| Work to complete |
Restate the data word for word and leave the images out.

| Source material |
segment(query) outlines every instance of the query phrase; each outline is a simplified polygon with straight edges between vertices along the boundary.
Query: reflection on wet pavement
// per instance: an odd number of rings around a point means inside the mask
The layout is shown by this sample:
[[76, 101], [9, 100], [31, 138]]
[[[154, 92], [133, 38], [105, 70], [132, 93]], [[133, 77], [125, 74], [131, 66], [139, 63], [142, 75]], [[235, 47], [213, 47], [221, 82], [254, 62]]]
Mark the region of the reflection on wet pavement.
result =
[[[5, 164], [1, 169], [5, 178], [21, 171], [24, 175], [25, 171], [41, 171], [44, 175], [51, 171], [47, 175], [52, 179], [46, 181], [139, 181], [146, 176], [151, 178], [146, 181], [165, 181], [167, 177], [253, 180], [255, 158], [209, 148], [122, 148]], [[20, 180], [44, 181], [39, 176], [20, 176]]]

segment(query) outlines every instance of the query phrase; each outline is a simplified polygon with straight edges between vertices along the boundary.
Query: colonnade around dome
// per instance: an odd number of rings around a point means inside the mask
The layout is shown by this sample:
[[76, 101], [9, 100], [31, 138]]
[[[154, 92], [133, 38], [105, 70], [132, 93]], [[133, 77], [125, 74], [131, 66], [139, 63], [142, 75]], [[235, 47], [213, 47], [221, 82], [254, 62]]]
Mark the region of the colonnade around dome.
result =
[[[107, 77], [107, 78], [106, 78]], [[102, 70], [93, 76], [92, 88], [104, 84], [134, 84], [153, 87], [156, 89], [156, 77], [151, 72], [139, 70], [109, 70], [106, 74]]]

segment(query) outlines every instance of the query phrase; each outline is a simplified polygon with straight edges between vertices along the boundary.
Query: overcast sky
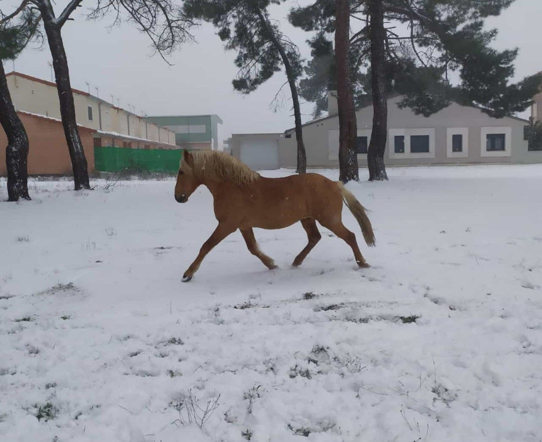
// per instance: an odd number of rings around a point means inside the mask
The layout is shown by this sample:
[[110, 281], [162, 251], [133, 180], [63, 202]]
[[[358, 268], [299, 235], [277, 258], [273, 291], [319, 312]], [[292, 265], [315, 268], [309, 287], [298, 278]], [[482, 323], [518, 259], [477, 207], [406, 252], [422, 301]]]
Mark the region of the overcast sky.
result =
[[[4, 12], [18, 2], [1, 0]], [[57, 14], [68, 3], [59, 0]], [[294, 28], [286, 18], [292, 6], [311, 3], [307, 0], [286, 2], [271, 10], [273, 18], [281, 22], [281, 29], [300, 47], [305, 58], [309, 51], [306, 32]], [[83, 0], [82, 7], [63, 28], [64, 44], [69, 64], [72, 87], [88, 90], [121, 107], [128, 103], [136, 112], [148, 115], [217, 114], [224, 121], [223, 139], [231, 133], [282, 132], [293, 126], [290, 95], [287, 87], [285, 105], [276, 112], [269, 108], [275, 93], [286, 81], [278, 73], [257, 90], [243, 95], [233, 90], [231, 80], [237, 69], [235, 54], [224, 50], [223, 45], [210, 25], [193, 30], [196, 43], [188, 43], [169, 59], [168, 66], [158, 56], [151, 56], [149, 42], [130, 23], [108, 29], [113, 18], [89, 21], [83, 14], [93, 0]], [[519, 48], [516, 59], [515, 80], [542, 70], [540, 34], [542, 24], [542, 1], [516, 0], [498, 17], [486, 21], [488, 27], [499, 29], [494, 47], [499, 49]], [[46, 45], [41, 50], [27, 48], [15, 62], [15, 69], [30, 75], [51, 80], [48, 62], [51, 56]], [[7, 72], [12, 70], [11, 62]], [[311, 119], [312, 105], [302, 105], [304, 121]], [[528, 116], [524, 113], [521, 116]]]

| Full response |
segment(query) outlines every instance of the query phrase; each outline is a simplified polygon with straight edges between vertices along the boundary.
Query: reflection on wet pavement
// per instance: an odd number of rings around a point means inside the mask
The layout is shown by this sample:
[[76, 101], [9, 100], [31, 138]]
[[[154, 92], [133, 38], [105, 70], [132, 93]], [[133, 77], [125, 74], [131, 66], [139, 63], [142, 75]], [[235, 47], [213, 47], [221, 82], [254, 62]]]
Mark the region of the reflection on wet pavement.
result =
[[[5, 164], [1, 169], [5, 178], [21, 171], [24, 175], [25, 171], [41, 171], [44, 175], [51, 171], [47, 175], [52, 179], [46, 181], [139, 181], [146, 176], [151, 178], [146, 181], [165, 181], [167, 177], [253, 180], [255, 158], [209, 148], [122, 148]], [[20, 180], [44, 181], [39, 176], [20, 176]]]

segment(query) outlines every instance of the query phrase; each outline is a simplified polygon with straight edges between vertices along the boundary.
Query: colonnade around dome
// per instance: an odd number of rings around a point means inside the mask
The layout is shown by this sample:
[[76, 101], [9, 100], [31, 138]]
[[[154, 92], [133, 38], [105, 70], [132, 93]], [[133, 77], [125, 74], [131, 66], [139, 63], [142, 75]], [[235, 47], [213, 47], [221, 82], [254, 62]]]
Mark the region of the colonnade around dome.
result =
[[[107, 77], [107, 78], [106, 78]], [[102, 70], [93, 76], [92, 88], [104, 84], [134, 84], [153, 87], [156, 89], [156, 77], [151, 72], [139, 70], [109, 70], [106, 74]]]

segment(query) outlines every instance of the query phrase; each outline is a simplified polygon with straight edges between vertices along the boundary.
Query: overcast sky
// per instance: an odd number of rings around a point means inside the mask
The layout is shown by this sample:
[[110, 281], [162, 251], [133, 180], [63, 202]]
[[[358, 268], [299, 235], [277, 258], [273, 291], [319, 312]], [[292, 265], [315, 268], [309, 287], [298, 278]], [[482, 323], [518, 259], [477, 207], [406, 252], [422, 301]]]
Mark the region of the overcast sky.
result =
[[[4, 12], [18, 2], [1, 0]], [[57, 14], [68, 3], [59, 0]], [[294, 28], [286, 18], [292, 6], [311, 3], [307, 0], [286, 2], [271, 10], [273, 18], [281, 22], [281, 29], [300, 47], [305, 58], [309, 51], [306, 32]], [[83, 0], [82, 7], [63, 28], [64, 44], [69, 64], [72, 87], [88, 90], [121, 107], [128, 103], [136, 112], [148, 115], [217, 114], [224, 121], [223, 139], [231, 133], [282, 132], [293, 126], [290, 95], [287, 87], [285, 105], [276, 112], [269, 108], [275, 93], [286, 81], [278, 73], [257, 90], [243, 95], [233, 90], [231, 80], [237, 69], [235, 54], [224, 50], [223, 45], [210, 25], [193, 30], [196, 43], [188, 43], [169, 59], [168, 66], [158, 56], [151, 56], [149, 42], [130, 23], [108, 29], [113, 18], [89, 21], [83, 14], [93, 0]], [[519, 48], [516, 59], [515, 80], [542, 70], [540, 34], [542, 24], [542, 1], [516, 0], [498, 17], [486, 21], [488, 27], [499, 29], [494, 47], [499, 49]], [[46, 45], [41, 50], [27, 48], [15, 62], [15, 69], [30, 75], [51, 80], [48, 62], [51, 56]], [[7, 72], [12, 70], [11, 62]], [[311, 119], [312, 105], [302, 105], [304, 121]], [[528, 116], [524, 113], [521, 116]]]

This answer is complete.